== ОТРЫВОК ==

Складываются два основных подхода к психологической антропологии: “узкий”, который концентрируется на проблеме понимания различными народами “самости”, “личности”, “мотивации”, и “широкий” нацеленный на изучение структуры личности в широком социальном и культурном контекста и межличностного взаимодействия.

На продуктивность “узкого” подхода в психологической антропологии много писал известный культурпсихолог Р.Шведер (R. Shweder). Он полагает, что “этнопсихология является подразделом этносемантики или этнонауки. В первую очередь она связана с изучением ума, самости (self), тела и эмоций в качестве отдельных тем в этнографических исследованиях.”[136][96] С ним во многих аспектах с ним согласен один из ведущих современных психоантропологов Джеффри Уайт (White). Он не желает видеть область этнопсихологию слишком узко, так, что она оказалась бы просто еще одной из областей теоретизирования, которые связаны с понятием “ethno” или “folk”, в чем упрекает Шведера. Тем не менее, Уайт полагает, что  “этнопсихологические исследования могут помочь нам иначе взглянуть на наши абстрактные концепции “самости” и “личности” путем рассмотрения специфических лингвистических, идеологических, эмоциональных и институциональных структур, посредством которых конструируются особые типы субъективности и личного опыта.”[137][97]

Более того, в подходе к психологической антропологии, который был предложен Дж. Уайтом, личность рассматривалась как “активный агент” культуры, а не пассивный носитель системы культурных значений. Личность выбирает, реинтерпретирует культурные значения заново “формулируют” понимание мира, характерное для культуры, в которой прошел процесс ее социализации. Одним из центральных в концепции Джеффри Уайта является понятие “мотивации”.

“Широкий” подход к психологической антропологии представлен не менее известным современным ее представителем Теодором Шварцем (Schwartz).

По мнению Шварца, задача этнологии вытекает из того, что для понимания человеческой психологии и человеческой натуры как таковой, очень важно понимание сущности культуры. Культура же, включая язык, в свою очередь, представляет собой первичную человеческую адаптацию. Содержание культуры, таким образом, вытекает из опыта, полученного человеком из столкновения со внешней средой. Опыт этот особым образом организуется и передается из поколения в поколение, при этом каждое новое поколение вносит в него свои коррективы.

Культура определяет особый строй интеллекта человека, как бы оформляет его психологию, имеющую и сознательные, и бессознательные элементы. Под влиянием культуры складываются ее аффективно-когнитивные элементы, ее способность к дифференциации и различению человеческого опыта, характерные способы приобретения опыта.

Шварц рассматривает культуру как процесс, в ходе которого индивид взаимодействует с внешним миром, со своим природным или социальным окружением. При этом он, с одной стороны, впитывает культурный опыт, опосредованный другими индивидами, а с другой, вырабатывает новые элементы опыта, то есть “производит” культуру.     

Каждый психологический процесс, протекающий при соприкосновении человека с окружающим миром, по мнению Шварца, имеет свое собственное место в общей структуре адаптации человека, свои собственные адаптивные функции. Так например, нельзя изучать работу памяти и игнорировать тот факт, что, что она является  первичным хранилищем культуры и участвует в формировании человеческой личности. Человеческая память как бы кодирует информацию, придает ей значение — можно сказать обрабатывает ее, превращая в культурный материал.

== ИСХОДНЫЕ ДАННЫЕ ==
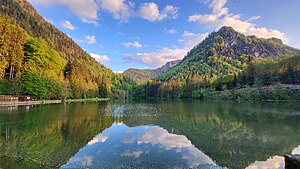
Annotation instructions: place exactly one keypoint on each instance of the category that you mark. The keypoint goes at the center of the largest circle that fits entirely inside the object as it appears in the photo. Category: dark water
(149, 134)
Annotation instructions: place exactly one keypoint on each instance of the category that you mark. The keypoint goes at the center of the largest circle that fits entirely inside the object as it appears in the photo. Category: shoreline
(45, 102)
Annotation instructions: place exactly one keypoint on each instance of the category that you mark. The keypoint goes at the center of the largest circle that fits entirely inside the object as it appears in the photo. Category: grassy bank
(278, 92)
(40, 102)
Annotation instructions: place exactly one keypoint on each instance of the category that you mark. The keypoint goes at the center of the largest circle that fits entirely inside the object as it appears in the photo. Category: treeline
(256, 72)
(29, 66)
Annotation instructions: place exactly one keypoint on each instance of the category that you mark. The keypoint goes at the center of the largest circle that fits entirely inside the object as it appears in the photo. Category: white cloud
(86, 10)
(273, 162)
(220, 16)
(253, 18)
(68, 25)
(135, 44)
(100, 58)
(190, 40)
(158, 58)
(91, 39)
(118, 71)
(171, 31)
(164, 55)
(150, 12)
(120, 9)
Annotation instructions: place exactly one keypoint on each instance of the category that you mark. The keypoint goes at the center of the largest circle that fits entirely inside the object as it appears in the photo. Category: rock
(292, 161)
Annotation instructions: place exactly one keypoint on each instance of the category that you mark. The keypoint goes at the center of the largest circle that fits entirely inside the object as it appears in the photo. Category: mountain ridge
(142, 75)
(225, 52)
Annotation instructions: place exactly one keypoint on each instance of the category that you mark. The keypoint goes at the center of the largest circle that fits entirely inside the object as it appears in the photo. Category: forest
(29, 66)
(257, 79)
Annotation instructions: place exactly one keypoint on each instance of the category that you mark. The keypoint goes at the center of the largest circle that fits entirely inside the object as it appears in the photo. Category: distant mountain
(142, 75)
(225, 52)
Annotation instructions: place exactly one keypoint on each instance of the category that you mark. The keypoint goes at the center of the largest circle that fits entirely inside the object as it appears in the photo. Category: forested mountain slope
(226, 52)
(142, 75)
(38, 59)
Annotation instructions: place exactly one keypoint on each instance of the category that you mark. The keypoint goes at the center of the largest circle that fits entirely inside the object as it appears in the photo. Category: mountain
(142, 75)
(45, 62)
(226, 52)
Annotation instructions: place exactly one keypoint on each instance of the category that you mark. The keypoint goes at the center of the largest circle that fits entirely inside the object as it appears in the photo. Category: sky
(124, 34)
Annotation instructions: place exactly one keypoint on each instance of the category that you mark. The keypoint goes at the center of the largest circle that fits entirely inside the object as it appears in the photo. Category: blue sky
(124, 34)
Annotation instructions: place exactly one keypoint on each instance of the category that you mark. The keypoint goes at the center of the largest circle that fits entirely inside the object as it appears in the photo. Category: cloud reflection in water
(139, 147)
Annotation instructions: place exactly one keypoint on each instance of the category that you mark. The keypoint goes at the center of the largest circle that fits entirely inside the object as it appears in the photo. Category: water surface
(149, 134)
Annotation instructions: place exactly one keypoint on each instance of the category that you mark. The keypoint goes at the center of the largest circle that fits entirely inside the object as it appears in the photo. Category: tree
(104, 88)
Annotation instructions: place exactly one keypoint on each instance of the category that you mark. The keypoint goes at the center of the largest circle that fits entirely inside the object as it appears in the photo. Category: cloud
(171, 31)
(134, 153)
(160, 57)
(85, 10)
(221, 16)
(273, 162)
(135, 44)
(149, 11)
(120, 9)
(190, 40)
(67, 25)
(100, 58)
(253, 18)
(91, 39)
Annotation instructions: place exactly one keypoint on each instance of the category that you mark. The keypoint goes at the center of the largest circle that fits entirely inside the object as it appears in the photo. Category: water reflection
(139, 147)
(233, 135)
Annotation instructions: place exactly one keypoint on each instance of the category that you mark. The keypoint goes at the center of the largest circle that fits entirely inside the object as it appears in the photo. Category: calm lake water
(149, 134)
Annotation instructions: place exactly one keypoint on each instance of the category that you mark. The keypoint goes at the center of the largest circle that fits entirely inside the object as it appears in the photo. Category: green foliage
(34, 84)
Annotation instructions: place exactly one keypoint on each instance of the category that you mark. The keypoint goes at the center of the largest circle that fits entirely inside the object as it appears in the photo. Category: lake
(149, 134)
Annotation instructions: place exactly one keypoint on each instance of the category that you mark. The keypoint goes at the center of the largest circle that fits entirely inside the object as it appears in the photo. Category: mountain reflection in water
(139, 147)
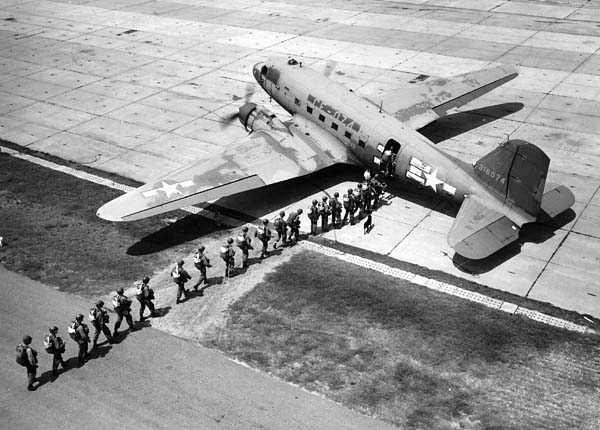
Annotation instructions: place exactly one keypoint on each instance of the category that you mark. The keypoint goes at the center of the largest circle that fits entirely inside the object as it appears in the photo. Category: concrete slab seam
(351, 258)
(450, 289)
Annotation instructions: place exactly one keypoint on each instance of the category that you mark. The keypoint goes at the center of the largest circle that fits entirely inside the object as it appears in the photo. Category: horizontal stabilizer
(425, 102)
(479, 231)
(556, 200)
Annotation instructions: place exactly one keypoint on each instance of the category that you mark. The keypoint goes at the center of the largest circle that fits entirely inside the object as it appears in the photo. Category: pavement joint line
(450, 289)
(350, 258)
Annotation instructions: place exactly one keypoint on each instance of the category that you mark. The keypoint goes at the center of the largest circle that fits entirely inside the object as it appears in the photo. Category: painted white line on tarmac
(350, 258)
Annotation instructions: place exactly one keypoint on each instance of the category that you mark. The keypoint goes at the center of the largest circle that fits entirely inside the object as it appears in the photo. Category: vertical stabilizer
(516, 171)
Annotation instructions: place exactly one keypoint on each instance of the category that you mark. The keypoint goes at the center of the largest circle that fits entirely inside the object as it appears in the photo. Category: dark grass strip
(414, 357)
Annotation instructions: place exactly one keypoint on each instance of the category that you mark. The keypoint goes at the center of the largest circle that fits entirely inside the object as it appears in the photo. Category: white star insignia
(431, 180)
(169, 189)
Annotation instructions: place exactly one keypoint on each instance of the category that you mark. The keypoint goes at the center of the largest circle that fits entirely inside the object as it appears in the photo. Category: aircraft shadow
(245, 207)
(454, 124)
(537, 232)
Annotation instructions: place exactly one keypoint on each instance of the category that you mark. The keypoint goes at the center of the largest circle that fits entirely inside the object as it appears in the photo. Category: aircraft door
(389, 155)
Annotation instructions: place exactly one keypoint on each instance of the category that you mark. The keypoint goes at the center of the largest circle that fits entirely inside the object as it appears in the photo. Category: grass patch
(414, 357)
(49, 222)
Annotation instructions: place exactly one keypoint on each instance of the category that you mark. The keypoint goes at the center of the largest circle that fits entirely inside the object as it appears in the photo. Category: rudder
(516, 171)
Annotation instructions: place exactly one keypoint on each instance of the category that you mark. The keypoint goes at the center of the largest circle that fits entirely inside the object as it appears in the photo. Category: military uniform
(54, 345)
(313, 216)
(201, 262)
(264, 235)
(281, 229)
(122, 307)
(99, 319)
(180, 277)
(144, 295)
(244, 242)
(79, 332)
(324, 211)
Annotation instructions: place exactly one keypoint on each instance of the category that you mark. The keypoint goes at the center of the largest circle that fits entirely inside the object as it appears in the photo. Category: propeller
(228, 119)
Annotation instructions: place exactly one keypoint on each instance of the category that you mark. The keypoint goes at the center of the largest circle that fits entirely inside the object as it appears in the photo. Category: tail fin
(516, 171)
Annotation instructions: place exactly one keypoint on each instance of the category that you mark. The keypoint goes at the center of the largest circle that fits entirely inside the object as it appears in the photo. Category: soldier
(99, 318)
(122, 307)
(294, 222)
(201, 262)
(244, 242)
(263, 234)
(313, 216)
(281, 229)
(180, 277)
(228, 255)
(349, 207)
(358, 201)
(336, 210)
(27, 357)
(54, 345)
(79, 332)
(377, 188)
(144, 294)
(324, 211)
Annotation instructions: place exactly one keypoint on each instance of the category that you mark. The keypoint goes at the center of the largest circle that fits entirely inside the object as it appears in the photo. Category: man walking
(27, 357)
(99, 318)
(53, 344)
(144, 294)
(79, 332)
(180, 277)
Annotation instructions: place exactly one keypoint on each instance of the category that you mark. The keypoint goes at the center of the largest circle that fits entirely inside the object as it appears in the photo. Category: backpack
(21, 357)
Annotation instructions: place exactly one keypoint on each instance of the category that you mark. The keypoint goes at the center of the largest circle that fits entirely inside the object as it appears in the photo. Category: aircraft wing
(264, 157)
(479, 231)
(425, 102)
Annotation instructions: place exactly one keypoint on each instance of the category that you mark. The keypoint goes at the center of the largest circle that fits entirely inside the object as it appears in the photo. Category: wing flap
(479, 231)
(425, 102)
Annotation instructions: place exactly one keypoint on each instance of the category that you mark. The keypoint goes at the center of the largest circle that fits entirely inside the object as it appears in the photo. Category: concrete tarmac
(140, 87)
(149, 380)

== ЧТО СДЕЛАТЬ ==
Перепишите слово в слово часть отрывка о психологической антропологии, начиная с «Каждый психологический процесс, протекающий» и заканчивая «в культурный материал.».

== ПРАВИЛЬНЫЙ ОТВЕТ ==
Каждый психологический процесс, протекающий при соприкосновении человека с окружающим миром, по мнению Шварца, имеет свое собственное место в общей структуре адаптации человека, свои собственные адаптивные функции. Так например, нельзя изучать работу памяти и игнорировать тот факт, что, что она является  первичным хранилищем культуры и участвует в формировании человеческой личности. Человеческая память как бы кодирует информацию, придает ей значение — можно сказать обрабатывает ее, превращая в культурный материал.